■ **Your instructions**
Copy out every record below with complete accuracy.

■ **Records provided**
__________
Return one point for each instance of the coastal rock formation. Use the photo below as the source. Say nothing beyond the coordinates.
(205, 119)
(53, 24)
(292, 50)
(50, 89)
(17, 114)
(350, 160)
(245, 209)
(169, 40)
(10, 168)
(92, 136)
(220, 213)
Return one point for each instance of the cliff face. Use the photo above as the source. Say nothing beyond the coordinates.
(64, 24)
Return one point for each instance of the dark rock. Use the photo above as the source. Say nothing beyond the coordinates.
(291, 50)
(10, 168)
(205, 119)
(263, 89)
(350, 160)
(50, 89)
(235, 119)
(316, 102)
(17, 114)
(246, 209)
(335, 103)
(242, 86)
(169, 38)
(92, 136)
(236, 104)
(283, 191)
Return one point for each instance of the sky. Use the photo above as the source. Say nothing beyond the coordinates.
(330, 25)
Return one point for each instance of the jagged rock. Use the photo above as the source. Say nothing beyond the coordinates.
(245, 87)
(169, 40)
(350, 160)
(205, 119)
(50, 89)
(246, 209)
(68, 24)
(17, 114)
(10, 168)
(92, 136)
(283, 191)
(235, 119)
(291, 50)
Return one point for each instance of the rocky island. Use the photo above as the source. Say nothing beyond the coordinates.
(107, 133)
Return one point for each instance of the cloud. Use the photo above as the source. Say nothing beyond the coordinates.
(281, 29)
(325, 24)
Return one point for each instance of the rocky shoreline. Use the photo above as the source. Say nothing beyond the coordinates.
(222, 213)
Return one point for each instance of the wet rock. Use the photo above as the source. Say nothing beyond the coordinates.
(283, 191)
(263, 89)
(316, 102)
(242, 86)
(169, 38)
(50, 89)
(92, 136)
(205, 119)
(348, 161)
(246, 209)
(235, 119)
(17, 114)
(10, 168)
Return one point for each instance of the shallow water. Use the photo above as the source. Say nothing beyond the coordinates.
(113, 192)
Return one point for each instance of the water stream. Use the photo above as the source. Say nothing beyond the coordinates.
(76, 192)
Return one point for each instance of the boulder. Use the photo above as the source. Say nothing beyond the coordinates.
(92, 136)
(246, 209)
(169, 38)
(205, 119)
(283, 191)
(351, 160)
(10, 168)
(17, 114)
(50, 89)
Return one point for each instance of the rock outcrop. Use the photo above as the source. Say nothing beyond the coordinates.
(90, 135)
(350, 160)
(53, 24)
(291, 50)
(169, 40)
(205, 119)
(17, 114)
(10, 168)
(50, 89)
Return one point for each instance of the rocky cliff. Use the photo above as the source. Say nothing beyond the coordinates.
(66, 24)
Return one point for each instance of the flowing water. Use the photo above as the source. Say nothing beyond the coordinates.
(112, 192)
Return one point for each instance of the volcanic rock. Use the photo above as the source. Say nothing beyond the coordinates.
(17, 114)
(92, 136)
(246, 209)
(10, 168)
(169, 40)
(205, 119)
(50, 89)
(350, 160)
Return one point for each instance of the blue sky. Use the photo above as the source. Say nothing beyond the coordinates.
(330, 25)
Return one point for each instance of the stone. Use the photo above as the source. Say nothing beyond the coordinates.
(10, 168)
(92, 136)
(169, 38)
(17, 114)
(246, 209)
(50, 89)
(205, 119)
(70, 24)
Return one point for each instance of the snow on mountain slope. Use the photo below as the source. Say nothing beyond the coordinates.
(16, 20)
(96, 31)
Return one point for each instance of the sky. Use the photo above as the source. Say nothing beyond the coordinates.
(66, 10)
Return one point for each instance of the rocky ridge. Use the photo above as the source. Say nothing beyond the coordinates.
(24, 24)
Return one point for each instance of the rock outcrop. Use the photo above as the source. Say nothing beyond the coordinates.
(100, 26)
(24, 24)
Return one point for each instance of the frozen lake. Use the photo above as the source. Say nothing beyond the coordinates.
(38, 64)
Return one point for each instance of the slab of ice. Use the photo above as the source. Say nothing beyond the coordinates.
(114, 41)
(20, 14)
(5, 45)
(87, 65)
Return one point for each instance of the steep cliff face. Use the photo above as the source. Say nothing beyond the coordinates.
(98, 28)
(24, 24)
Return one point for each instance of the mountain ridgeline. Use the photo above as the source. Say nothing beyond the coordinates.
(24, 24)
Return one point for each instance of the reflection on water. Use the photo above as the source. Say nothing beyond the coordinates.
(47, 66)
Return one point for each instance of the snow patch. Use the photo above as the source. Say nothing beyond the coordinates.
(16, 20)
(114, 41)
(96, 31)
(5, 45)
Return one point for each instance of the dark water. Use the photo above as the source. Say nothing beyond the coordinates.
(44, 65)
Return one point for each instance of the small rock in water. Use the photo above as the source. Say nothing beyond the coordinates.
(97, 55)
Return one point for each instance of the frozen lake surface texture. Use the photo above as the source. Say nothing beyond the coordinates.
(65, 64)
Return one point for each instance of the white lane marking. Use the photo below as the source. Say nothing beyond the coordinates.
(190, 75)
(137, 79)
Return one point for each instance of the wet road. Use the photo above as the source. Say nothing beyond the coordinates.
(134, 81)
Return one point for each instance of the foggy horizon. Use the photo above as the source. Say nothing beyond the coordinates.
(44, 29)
__________
■ **Exercise output**
Return one point for each instance of the coastal rock formation. Use the photo below as the source. Say nothing beyond the coordinates.
(205, 119)
(53, 24)
(292, 50)
(50, 89)
(17, 114)
(350, 160)
(245, 209)
(169, 40)
(10, 168)
(92, 136)
(220, 213)
Return one point for each instance of the cliff face. Use the photo above as the source. Say nothing beyond the coordinates.
(64, 24)
Return one point for each instance of the dark rock. Use the photo above as the source. Say nothing beyond the coordinates.
(291, 50)
(10, 168)
(205, 119)
(263, 89)
(350, 160)
(50, 89)
(235, 119)
(316, 102)
(17, 114)
(246, 209)
(335, 103)
(242, 86)
(169, 38)
(92, 136)
(236, 104)
(283, 191)
Return one point for each instance of the sky. Use the photo above as the source. Say nothing beyond the coordinates.
(330, 25)
Return one point for each instance of the jagged rock. Use the photo above as the source. Say nothing beyond the coordinates.
(245, 87)
(169, 40)
(350, 160)
(205, 119)
(50, 89)
(246, 209)
(68, 24)
(17, 114)
(10, 168)
(92, 136)
(283, 191)
(235, 119)
(291, 50)
Return one point for each instance of the rocky island. Use the photo above as the source. Say nothing beyond the coordinates.
(107, 133)
Return one point for each instance of the cloud. Use the photo above as the source. Say nothing beyond the coordinates.
(281, 29)
(325, 24)
Return one point for each instance of the rocky shoreline. Use the photo above as the source. Say nothing beyond the coordinates.
(222, 213)
Return one point for each instance of the wet rock. Use the photo above as the source. Say nothing beyond the coordinates.
(283, 191)
(263, 89)
(316, 102)
(242, 86)
(169, 38)
(50, 89)
(92, 136)
(205, 119)
(348, 161)
(246, 209)
(235, 119)
(17, 114)
(10, 168)
Return one point for each instance of the shallow water. Use the photo above as the source. Say nothing beyond the coordinates.
(113, 192)
Return one point for each instance of the water stream. Use the photo above as the source. Say nothing beyond the coordinates.
(76, 192)
Return one point for each instance of the boulder. Use the photo above as the source. Say nothing beyond the coordinates.
(92, 136)
(246, 209)
(169, 38)
(205, 119)
(283, 191)
(351, 160)
(10, 168)
(17, 114)
(50, 89)
Return one point for each instance of the rock outcrop. Use the photo above as the source. Say nothing beyond the coordinates.
(90, 135)
(350, 160)
(53, 24)
(291, 50)
(169, 40)
(205, 119)
(17, 114)
(10, 168)
(50, 89)
Return one point for each instance of the rocky cliff. Use the photo above as the source. Say nothing beyond the coordinates.
(66, 24)
Return one point for each instance of the flowing water. Use the photo above as the source. Say nothing beyond the coordinates.
(112, 192)
Return one point for each instance of the volcanic rock. Use the photo above as the source. Say nothing beyond the coordinates.
(17, 114)
(92, 136)
(246, 209)
(10, 168)
(169, 40)
(205, 119)
(50, 89)
(350, 160)
Return one point for each instance of the blue sky. Use the photo above as the source. Say nothing beyond the coordinates.
(330, 25)
Return one point for each instance of the stone. Use the photo above as the source. Say nothing beyond the coordinates.
(10, 168)
(92, 136)
(169, 38)
(17, 114)
(246, 209)
(50, 89)
(205, 119)
(70, 24)
Return one point for each instance of the snow on mountain slope. Use the photo below as the source. Say nothing beyond the coordinates.
(16, 20)
(96, 31)
Return one point for each instance of the sky. Use the photo above as the source. Say nothing beyond the coordinates.
(66, 10)
Return one point for each instance of the rocky ridge. Use the photo above as the source. Say nothing beyond the coordinates.
(24, 24)
Return one point for each instance of the rock outcrop. Use the photo above as the source. Say nothing beyond the coordinates.
(100, 26)
(24, 24)
Return one point for each instance of the frozen lake. Use the photo above as the source. Say nothing beyond the coordinates.
(38, 64)
Return one point for each instance of the slab of ice. Use the photo above as the source. Say nothing beyond the coordinates.
(114, 41)
(20, 14)
(5, 45)
(87, 65)
Return one point for each instance of the steep cliff face. Use the photo above as the source. Say nothing beyond the coordinates.
(98, 28)
(24, 24)
Return one point for each instance of the mountain ridgeline. Use the photo above as the source. Say nothing beyond the coordinates.
(24, 24)
Return one point for each instance of the reflection on water. Use the photo above as the source. Say nothing beyond the coordinates.
(47, 66)
Return one point for each instance of the snow patch. Use the photo above as the source. Say nothing beyond the coordinates.
(16, 20)
(114, 41)
(96, 31)
(5, 45)
Return one point for each instance of the dark water. Use the photo above as the source. Say nothing beyond the coordinates.
(44, 65)
Return one point for each instance of the small rock in water. Use the photo above as the source. Say nothing beyond the coordinates.
(97, 55)
Return one point for each instance of the frozen lake surface texture. Use the photo above as the source. Say nothing beyond the coordinates.
(65, 64)
Return one point for each instance of the white lane marking. Use the photo below as the source. Say nothing beyond the coordinates.
(190, 75)
(137, 79)
Return one point for each instance of the wet road. Use the photo above as the source. Say nothing beyond the coordinates.
(134, 81)
Return one point for each instance of the foggy horizon. Use the photo above as the source. Say nothing beyond the coordinates.
(44, 29)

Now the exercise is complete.